### Problem to solve:
In the book reviews, how much more likely does the second review say black middle-class women are to deliver babies who die before age one, and compared with whom?

START Supplied passage

This is a moving descriptive account of the pregnancy loss journeys
of eight African American women living in eastern USA. . . .The
author’s goals to describe and identify meaning among the
participants’ lived experiences from pre-pregnancy to
post-pregnancy loss were expertly achieved. The author elucidates
the invisible, silent experiences and internal dialogue of African
American women experiencing pregnancy loss. . . .This book has
instructive value in the academic and practice settings.
*Sociology of Health & Illness*
In Black Middle-Class Women and Pregnancy Loss, Lisa
Paisley-Cleveland exposes another one of the many hidden injuries
of racism: black women are twice as likely as their less well-off
white counterparts to deliver babies who die before age one. The
eight moving pregnancy stories importantly challenge the prevailing
stereotyped explanations of Black Infant Mortality (BIM) as due to
poverty and or ‘personal irresponsibility.’ Instead this short,
well-researched, and highly readable book tellingly exposes how for
years institutionalized racism and internalized oppression have
worked their way through the lives of women simply trying to build
a family. By increasing the public awareness about BIM, the words
of Dr. Paisley-Cleveland and the women who opened their lives to
her will advance needed change in the health care system and wider
society.
*Miriam Abramovitz, Hunter College, CUNY and the CUNY Graduate
Center*
This is the first time that I have read a work about this subject
matter that does not do the following, 1) place all the weight on
the overarching social and health system institution or 2) place
all the blame on the individual. The author effectively creates
synergy between institutional and individual factors which creates
a sense of hope, unlike other works that can create a sense of
anxiety and hopelessness by making the problem seem too grand.

END Supplied passage
START Extracted material

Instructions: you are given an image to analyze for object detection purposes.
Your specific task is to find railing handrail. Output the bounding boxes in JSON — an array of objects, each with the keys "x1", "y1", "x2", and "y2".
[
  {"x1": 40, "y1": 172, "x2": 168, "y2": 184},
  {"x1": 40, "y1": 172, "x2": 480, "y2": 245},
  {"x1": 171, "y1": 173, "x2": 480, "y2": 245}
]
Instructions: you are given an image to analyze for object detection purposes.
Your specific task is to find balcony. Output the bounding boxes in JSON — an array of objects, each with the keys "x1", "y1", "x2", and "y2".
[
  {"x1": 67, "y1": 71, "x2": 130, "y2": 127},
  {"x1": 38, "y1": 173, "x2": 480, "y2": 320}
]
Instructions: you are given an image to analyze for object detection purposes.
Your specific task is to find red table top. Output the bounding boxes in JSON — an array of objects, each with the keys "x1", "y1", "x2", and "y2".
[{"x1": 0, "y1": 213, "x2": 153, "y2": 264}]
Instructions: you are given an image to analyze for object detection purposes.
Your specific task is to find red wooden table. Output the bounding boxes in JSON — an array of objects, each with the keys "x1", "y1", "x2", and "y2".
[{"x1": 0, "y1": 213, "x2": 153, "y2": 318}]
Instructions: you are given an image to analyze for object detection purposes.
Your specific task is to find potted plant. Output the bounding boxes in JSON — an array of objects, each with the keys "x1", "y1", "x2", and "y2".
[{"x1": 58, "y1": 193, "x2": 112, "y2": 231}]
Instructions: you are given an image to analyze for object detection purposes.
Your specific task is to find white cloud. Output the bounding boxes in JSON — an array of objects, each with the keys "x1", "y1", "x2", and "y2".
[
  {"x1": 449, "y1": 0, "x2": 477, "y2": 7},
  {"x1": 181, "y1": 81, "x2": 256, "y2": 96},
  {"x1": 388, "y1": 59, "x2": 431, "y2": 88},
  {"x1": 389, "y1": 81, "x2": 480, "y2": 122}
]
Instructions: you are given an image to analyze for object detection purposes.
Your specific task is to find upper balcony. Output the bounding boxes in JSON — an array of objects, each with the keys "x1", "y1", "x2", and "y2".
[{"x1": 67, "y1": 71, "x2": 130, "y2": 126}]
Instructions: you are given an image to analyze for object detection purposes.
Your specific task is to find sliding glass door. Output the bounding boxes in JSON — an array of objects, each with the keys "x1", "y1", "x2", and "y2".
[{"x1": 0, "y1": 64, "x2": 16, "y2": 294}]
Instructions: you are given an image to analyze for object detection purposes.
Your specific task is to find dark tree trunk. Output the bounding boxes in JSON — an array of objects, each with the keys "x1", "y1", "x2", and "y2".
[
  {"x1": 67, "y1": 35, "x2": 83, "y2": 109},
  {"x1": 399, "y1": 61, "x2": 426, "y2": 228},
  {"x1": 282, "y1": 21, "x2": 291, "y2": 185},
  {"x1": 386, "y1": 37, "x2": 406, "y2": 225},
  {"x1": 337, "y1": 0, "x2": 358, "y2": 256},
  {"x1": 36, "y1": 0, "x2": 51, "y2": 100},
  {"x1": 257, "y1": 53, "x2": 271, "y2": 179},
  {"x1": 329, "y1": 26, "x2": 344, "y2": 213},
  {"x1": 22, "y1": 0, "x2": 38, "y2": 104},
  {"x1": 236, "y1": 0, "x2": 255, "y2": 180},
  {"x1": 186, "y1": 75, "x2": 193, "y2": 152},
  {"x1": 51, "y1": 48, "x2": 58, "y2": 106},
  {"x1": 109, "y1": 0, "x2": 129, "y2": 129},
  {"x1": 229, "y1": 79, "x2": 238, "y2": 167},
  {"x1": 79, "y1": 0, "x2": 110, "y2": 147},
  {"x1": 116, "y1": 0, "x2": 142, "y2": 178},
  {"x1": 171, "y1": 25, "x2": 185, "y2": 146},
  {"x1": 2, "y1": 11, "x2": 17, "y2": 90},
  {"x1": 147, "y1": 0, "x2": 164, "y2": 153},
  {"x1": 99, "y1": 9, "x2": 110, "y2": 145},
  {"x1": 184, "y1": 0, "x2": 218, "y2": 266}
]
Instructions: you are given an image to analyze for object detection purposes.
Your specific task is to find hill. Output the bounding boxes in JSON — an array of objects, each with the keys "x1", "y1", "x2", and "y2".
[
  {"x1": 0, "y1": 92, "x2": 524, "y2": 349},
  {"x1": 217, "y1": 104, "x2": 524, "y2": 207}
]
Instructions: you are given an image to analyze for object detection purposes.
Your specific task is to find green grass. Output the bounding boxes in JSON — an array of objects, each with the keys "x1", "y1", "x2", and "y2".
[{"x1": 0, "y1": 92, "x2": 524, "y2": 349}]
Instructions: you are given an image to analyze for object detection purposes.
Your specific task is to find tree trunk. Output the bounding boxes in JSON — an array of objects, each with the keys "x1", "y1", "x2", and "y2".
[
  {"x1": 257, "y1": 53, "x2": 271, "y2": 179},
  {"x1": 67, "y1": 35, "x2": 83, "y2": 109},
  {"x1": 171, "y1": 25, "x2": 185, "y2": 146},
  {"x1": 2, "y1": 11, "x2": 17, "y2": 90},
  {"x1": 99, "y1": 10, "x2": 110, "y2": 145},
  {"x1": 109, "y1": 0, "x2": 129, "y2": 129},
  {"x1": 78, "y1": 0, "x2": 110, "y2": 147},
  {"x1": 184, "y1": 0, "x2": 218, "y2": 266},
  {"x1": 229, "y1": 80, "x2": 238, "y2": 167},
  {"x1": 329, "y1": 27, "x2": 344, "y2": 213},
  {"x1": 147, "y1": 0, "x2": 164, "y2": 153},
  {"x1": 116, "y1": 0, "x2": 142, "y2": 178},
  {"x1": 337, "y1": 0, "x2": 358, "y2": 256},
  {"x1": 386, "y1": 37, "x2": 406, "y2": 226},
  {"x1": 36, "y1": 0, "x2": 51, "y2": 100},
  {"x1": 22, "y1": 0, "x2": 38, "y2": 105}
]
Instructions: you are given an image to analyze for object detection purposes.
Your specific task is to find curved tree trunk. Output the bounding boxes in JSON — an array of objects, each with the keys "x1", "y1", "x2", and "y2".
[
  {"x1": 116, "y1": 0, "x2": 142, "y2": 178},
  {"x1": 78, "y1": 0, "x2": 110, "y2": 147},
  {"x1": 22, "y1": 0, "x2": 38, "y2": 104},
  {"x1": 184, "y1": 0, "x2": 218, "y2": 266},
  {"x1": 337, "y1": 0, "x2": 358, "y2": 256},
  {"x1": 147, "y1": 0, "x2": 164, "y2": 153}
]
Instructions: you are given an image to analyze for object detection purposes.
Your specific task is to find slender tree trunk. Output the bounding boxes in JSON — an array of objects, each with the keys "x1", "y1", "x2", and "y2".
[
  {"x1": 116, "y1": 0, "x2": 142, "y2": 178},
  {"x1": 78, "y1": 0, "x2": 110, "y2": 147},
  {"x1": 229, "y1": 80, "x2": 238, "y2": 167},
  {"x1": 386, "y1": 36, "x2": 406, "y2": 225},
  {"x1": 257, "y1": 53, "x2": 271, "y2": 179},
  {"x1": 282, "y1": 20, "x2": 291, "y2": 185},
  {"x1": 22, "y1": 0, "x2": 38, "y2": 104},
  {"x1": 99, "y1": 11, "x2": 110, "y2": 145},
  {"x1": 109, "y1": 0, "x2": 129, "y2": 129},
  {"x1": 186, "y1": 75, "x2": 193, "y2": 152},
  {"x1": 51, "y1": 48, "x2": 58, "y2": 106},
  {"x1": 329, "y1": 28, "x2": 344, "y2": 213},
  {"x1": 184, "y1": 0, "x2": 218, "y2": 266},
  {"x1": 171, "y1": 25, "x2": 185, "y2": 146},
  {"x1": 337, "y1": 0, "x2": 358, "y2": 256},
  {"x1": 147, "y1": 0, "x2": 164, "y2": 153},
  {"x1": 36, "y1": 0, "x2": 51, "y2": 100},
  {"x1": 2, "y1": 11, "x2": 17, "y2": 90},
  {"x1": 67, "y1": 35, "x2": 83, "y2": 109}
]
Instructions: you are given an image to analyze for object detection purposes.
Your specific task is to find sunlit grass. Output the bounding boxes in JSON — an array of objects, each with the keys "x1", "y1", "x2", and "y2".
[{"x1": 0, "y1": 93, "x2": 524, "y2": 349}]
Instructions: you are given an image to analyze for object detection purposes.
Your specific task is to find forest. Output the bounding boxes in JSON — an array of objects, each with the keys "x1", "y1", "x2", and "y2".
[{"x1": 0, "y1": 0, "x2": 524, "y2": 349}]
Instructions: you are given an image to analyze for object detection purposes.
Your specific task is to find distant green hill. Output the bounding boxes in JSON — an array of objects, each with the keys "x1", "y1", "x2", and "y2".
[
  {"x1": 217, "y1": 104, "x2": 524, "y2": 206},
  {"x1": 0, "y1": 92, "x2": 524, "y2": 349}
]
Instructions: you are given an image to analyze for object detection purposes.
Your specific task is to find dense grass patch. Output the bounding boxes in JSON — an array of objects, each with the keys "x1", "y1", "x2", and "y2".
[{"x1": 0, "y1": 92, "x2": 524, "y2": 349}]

END Extracted material

### Exercise answer:
Twice as likely as their less well-off white counterparts.